- **QUOTED TEXT**:
>> START
Book 11 - Chapter 22 - Cheese Dumplings, Galushki, Pampushki, and Tosltoy Waxes Melodramatic

Book: War and Peace by Leo Tolstoy
Recipes: Cooking Around the World: Russian and Polish by Lesley Chamberlain and Catherine Atkinson
Music:  Still Nothing New to Report


Cheese Dumplings


1 cup flour
2 tbsp butter
1/3 cup crumbled feta
2 tbsp chopped fresh dill
4 tbsp cold water
Salt and pepper
A pan of salted water (or vegetable broth)


Cut the butter, feta, and dill into the flour using a pastry cutter.  Add water by the tbsp until you have a manageable dough.  Roll the dough into balls and simmer them for 20 minutes.  I used vegetable broth simply because the Galushki had to be boiled in broth and I got confused.  The dumplings tasted really good to me anyway, so I suggest it.   These dumplings can be served in soup but if you are serving them plain, I recommend drizzling with olive oil to keep them from becoming too sticky as they cool.
 


Galushki


2 cups flour
1/4 tsp salt
2 tbsp butter
2 eggs beaten
2 cups vegetable stock
4 oz bacon cooked and crumbled


Cut the butter into the flour, mix in the eggs and knead into a smooth dough.  Wrap in plastic wrap and rest for 30 minutes.  Roll out the dough until it's 1/2 in thick, with your brand new rolling pin (compliments for which were given by no fewer than 2 people in the line at Bed Bath and Beyond - I guess it's a really good one.).  Don't roll it out to 1/4 in thick, realize that's too thin and start over.  Your dough will pick up too much flour, get dried out and, as it turns out, not cook properly.  Once you have it at an optimum 1/2 in on your first try, cut it into 3/4 in squares.  Leave these to dry on a floured towel for 30 minutes then drop them into your stock and simmer for 10 minutes.  Serve with olive oil and crumbled bacon.  If, as mine were, you have overrolled your dough, it will be tasty and bacony on the outside and dry in the middle.  The bacon might entice some of your guests to overlook this.  Others will steal the bacon from the Galushki and put it on their Cheese Dumplings, which is also tasty. 



Pampushki


1/2 lb potatoes peeled and shredded


2 2/3 cup mashed potatoes (don't add anything, just mash the potatoes plain)
1/2 tbsp salt
2 tbsp snipped chives
1/2 cup curd cheese
black pepper
Oil for deep frying


*This recipe uses a lot of cheese cloth*


I have not been able to find curd cheese anywhere.  Maybe if I went to Coney Island, but I haven't yet.  I looked it up online and discovered that it's close to American cottage cheese, only less watery and that you can get something similar by squeezing the liquid through a cheese cloth. I bought the largest tub of cottage cheese at the Pathmark and tried it.  By the end of the experiment, my sink looked like some kind of creamery nightmare scene, but I did have, resting in the cheese cloth, a much reduced but creamier looking cheese.
>> END
- **REQUIREMENT 1**: Render this sentence from the recipe post in Spanish: "Roll the dough into balls and simmer them for 20 minutes."
- **REQUIREMENT 2**: Transcribe the recipe post word for word, starting at "Cut the butter, feta, and" and ending at "as they cool.".
- **REQUIREMENT 3**: Write the next part of the recipe post, picking up after its final sentence.
None of the items are needed here.

- **GIVEN DATA**:
>> START
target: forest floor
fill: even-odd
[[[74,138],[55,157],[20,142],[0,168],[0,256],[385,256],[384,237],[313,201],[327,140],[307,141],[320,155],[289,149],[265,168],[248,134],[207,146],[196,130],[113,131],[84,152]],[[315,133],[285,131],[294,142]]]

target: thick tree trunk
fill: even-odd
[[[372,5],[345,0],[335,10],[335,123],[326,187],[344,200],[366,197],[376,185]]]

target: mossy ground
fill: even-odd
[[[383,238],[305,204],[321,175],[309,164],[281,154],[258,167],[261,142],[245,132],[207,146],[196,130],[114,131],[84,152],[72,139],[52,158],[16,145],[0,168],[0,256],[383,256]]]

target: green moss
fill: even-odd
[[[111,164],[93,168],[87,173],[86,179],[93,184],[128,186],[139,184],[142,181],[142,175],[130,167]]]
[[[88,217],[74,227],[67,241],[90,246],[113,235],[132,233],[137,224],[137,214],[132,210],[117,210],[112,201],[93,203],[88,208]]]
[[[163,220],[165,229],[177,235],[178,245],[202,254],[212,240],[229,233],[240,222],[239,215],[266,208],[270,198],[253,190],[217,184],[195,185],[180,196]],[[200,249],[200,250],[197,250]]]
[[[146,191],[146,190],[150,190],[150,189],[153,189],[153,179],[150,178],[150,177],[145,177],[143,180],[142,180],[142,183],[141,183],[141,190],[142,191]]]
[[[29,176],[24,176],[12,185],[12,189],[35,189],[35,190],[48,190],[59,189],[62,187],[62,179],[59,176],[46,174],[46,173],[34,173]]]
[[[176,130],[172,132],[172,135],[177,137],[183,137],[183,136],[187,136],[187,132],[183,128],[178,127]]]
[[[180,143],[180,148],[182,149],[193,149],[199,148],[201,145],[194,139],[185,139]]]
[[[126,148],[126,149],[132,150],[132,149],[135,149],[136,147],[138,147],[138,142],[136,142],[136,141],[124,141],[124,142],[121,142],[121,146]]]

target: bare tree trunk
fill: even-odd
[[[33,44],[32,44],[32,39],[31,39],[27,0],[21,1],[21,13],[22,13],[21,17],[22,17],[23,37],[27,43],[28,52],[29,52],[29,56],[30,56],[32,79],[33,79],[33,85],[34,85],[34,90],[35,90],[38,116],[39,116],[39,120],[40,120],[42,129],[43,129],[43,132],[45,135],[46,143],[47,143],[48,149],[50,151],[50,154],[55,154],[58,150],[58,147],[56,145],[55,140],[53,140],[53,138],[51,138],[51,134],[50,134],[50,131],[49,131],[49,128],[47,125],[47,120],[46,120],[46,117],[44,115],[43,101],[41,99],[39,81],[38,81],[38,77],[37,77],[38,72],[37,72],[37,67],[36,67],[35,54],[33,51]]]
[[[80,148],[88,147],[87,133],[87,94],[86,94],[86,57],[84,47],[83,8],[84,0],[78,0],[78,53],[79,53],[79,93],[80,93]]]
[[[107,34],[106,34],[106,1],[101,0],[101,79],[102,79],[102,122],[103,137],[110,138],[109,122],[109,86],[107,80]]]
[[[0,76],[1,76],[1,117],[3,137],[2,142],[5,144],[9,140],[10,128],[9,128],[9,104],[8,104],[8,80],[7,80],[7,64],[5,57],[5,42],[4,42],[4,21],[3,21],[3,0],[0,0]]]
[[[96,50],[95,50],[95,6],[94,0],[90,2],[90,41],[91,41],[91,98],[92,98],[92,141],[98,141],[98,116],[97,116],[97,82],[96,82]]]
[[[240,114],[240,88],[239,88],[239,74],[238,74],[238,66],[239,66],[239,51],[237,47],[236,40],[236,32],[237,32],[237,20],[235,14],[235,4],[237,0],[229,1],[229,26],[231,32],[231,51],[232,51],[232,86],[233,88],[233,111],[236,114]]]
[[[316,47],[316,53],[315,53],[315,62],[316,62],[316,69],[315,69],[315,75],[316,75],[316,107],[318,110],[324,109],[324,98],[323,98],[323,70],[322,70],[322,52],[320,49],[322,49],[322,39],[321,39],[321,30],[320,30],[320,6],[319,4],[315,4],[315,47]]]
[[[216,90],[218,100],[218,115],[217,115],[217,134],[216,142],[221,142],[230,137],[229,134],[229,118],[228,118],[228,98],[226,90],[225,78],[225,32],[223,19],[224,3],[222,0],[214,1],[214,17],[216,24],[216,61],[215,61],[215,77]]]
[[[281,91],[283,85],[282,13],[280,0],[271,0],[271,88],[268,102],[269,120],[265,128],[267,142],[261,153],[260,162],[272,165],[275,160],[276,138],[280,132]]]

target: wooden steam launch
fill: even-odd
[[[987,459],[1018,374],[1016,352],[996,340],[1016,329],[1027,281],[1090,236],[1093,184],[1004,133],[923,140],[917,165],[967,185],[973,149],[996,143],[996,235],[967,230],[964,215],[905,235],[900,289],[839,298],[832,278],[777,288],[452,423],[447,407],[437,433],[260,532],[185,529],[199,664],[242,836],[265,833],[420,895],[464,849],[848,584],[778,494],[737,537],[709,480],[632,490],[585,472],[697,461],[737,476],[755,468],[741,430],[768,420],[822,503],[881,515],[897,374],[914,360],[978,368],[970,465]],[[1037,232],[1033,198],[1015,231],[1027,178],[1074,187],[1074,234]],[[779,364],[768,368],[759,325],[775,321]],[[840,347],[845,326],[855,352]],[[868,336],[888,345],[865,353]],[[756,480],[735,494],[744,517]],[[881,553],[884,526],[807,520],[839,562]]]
>> END
- **REPLY 1**: Forma bolas con la masa y cuécelas a fuego lento durante 20 minutos.

- **REPLY 2**:
Cut the butter, feta, and dill into the flour using a pastry cutter.  Add water by the tbsp until you have a manageable dough.  Roll the dough into balls and simmer them for 20 minutes.  I used vegetable broth simply because the Galushki had to be boiled in broth and I got confused.  The dumplings tasted really good to me anyway, so I suggest it.   These dumplings can be served in soup but if you are serving them plain, I recommend drizzling with olive oil to keep them from becoming too sticky as they cool.

- **REPLY 3**:
Mix this with the chives (or scallions if you can't find chives) and set aside.


Again, using your cheesecloth, squeeze out as much liquid as you can from the shredded potatoes.  It will be a lot more potato juice than you expect.  Mix the shredded potato with the mashed potato and salt and pepper. Taking small rounds of this dough flatten out a circle in your palm, fill it with some of the cheese mixture and wrap the potato around it so it forms a ball.  When you are done, don't leave them to await frying, they will eventually turn purple and look less appetizing.  Also, don't put them into the fridge to await frying, because they will be so cold, they will bring the temperature of your oil down and dissolve into mush in the pan (tasty, purplish mush, it must be admitted, but mush all the same).  Use enough oil to cover the dumplings completely (I didn't quite have enough) and heat your oil to well over 340 degrees and drop the balls in so that they do not touch each other (if this happens, it may also cause mush).  Fry them until they are golden brown (or golden purple, as the case may be), remove from the oil, drain them on a paper towel and enjoy.



These were the best snacks of my birthday night.  But nobody really got to try them because I've never cooked in oil before and had a slow learning curve.  The first batch was fried in oil that wasn't hot enough - super mush.  The next single, lonely pampushka was cooked in perfect oil, came out brilliantly and was divided between myself and my 2 kitchen helpers to great applause.  The next batch was too cold and lowered the oil temperature - tasty mush that everyone got to nibble on.  The third and final batch - photo documented here, was made the following night in super hot oil and was delicious, but purple.



And that wraps up the birthday blogs.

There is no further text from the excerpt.